→ Extracto proporcionado:
CÚCUTA.
El sol, tímido y dorado, acariciaba las calles de Cúcuta al despertar, tiñendo de luz y esperanza las viejas arterias de la ciudad. Los comerciantes, soñadores del porvenir, miraban al horizonte, donde la necesidad de un camino se alzaba como susurro de promesa.
Antes de que la Tierra, en su furia, rompiera la urdimbre de la ciudad, el 18 de mayo de 1875, las riquezas de la región cruzaban el río Zulia en barcas humildes que navegaban hacia el Puerto de Buena Ventura, hoy conocido como Puerto Villamizar. Desde allí, el cacao, las artesanías y los anhelos de un pueblo próspero surcaban las aguas hacia Maracaibo (Venezuela), y desde ese puerto lejano, el viento los llevaba hasta los mercados de Europa, donde esperaban recibir la dulce recompensa.
Los caminos que se deshacen
Pero… Los caminos eran delgados como las cuerdas de un viejo violín. Resbaladizos, como el eco de un sueño incierto. Las mulas caminaban a duras penas, sorteando precipicios y valles sin fin, llevando sobre el lomo los sueños de una tierra. Los arrieros, con los ojos cansados, pero llenos de historias, compartían las penas bajo la luna de plata, mientras el comercio, temblando de frío y ansiedad, clamaba por una senda más firme.
Fue entonces cuando nació la Compañía del Camino de San Buenaventura, erigida por manos anhelantes de construir un futuro de hierro y velocidad. Jorge Hurtado, hijo de la tierra, recordó que no solo la necesidad comercial impulsaba el sueño del ferrocarril, sino un profundo deseo de modernidad, de ver los rieles atravesar las montañas como flechas de progreso.

→ Datos proporcionados:
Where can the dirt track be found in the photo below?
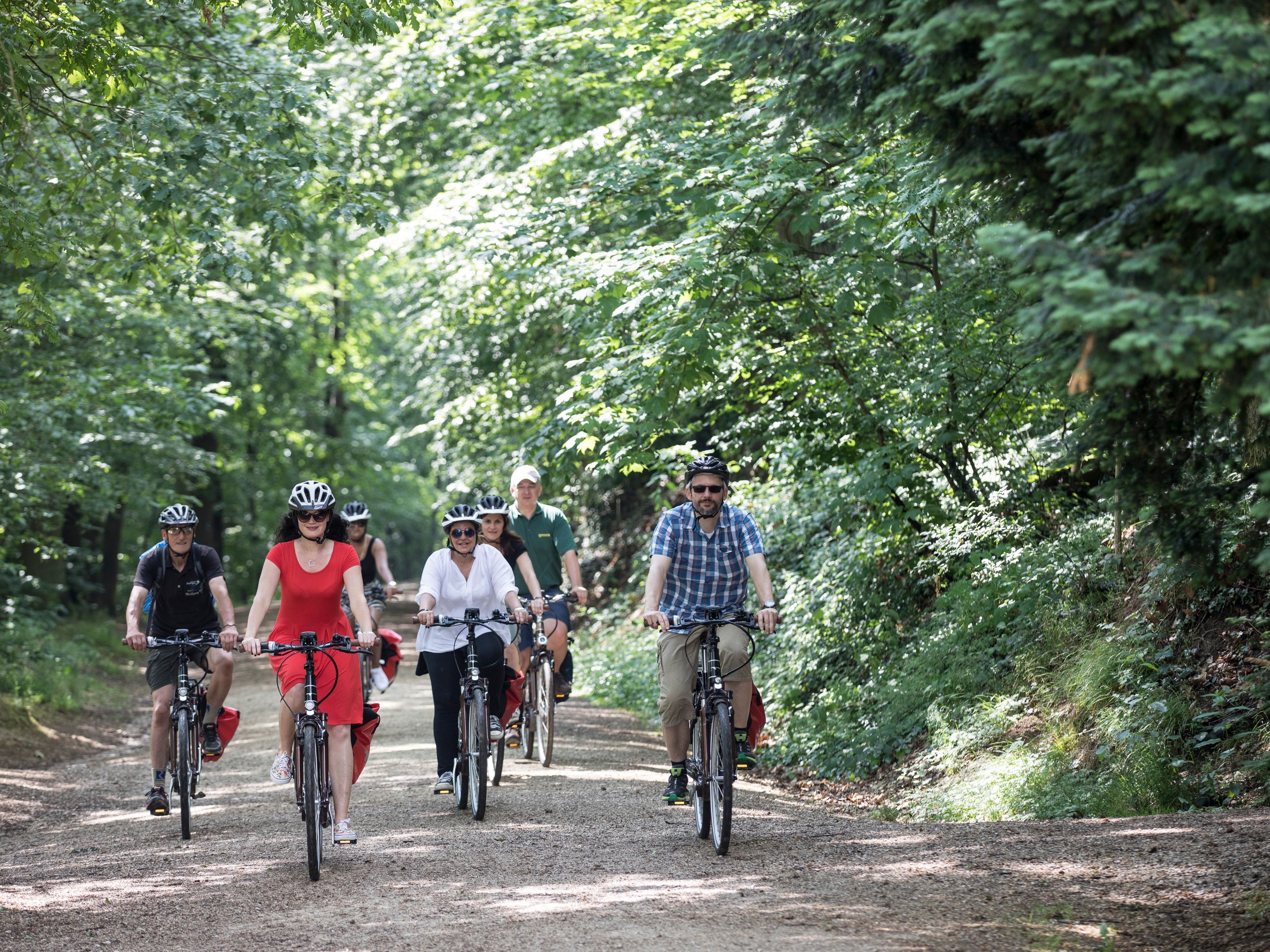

→ Por hacer:
Extrae completo el extracto sobre Cúcuta, reproduciéndolo palabra por palabra y sin cambio alguno. El material no tiene ningún papel en esto.

→ Solución del problema:
CÚCUTA.
El sol, tímido y dorado, acariciaba las calles de Cúcuta al despertar, tiñendo de luz y esperanza las viejas arterias de la ciudad. Los comerciantes, soñadores del porvenir, miraban al horizonte, donde la necesidad de un camino se alzaba como susurro de promesa.
Antes de que la Tierra, en su furia, rompiera la urdimbre de la ciudad, el 18 de mayo de 1875, las riquezas de la región cruzaban el río Zulia en barcas humildes que navegaban hacia el Puerto de Buena Ventura, hoy conocido como Puerto Villamizar. Desde allí, el cacao, las artesanías y los anhelos de un pueblo próspero surcaban las aguas hacia Maracaibo (Venezuela), y desde ese puerto lejano, el viento los llevaba hasta los mercados de Europa, donde esperaban recibir la dulce recompensa.
Los caminos que se deshacen
Pero… Los caminos eran delgados como las cuerdas de un viejo violín. Resbaladizos, como el eco de un sueño incierto. Las mulas caminaban a duras penas, sorteando precipicios y valles sin fin, llevando sobre el lomo los sueños de una tierra. Los arrieros, con los ojos cansados, pero llenos de historias, compartían las penas bajo la luna de plata, mientras el comercio, temblando de frío y ansiedad, clamaba por una senda más firme.
Fue entonces cuando nació la Compañía del Camino de San Buenaventura, erigida por manos anhelantes de construir un futuro de hierro y velocidad. Jorge Hurtado, hijo de la tierra, recordó que no solo la necesidad comercial impulsaba el sueño del ferrocarril, sino un profundo deseo de modernidad, de ver los rieles atravesar las montañas como flechas de progreso.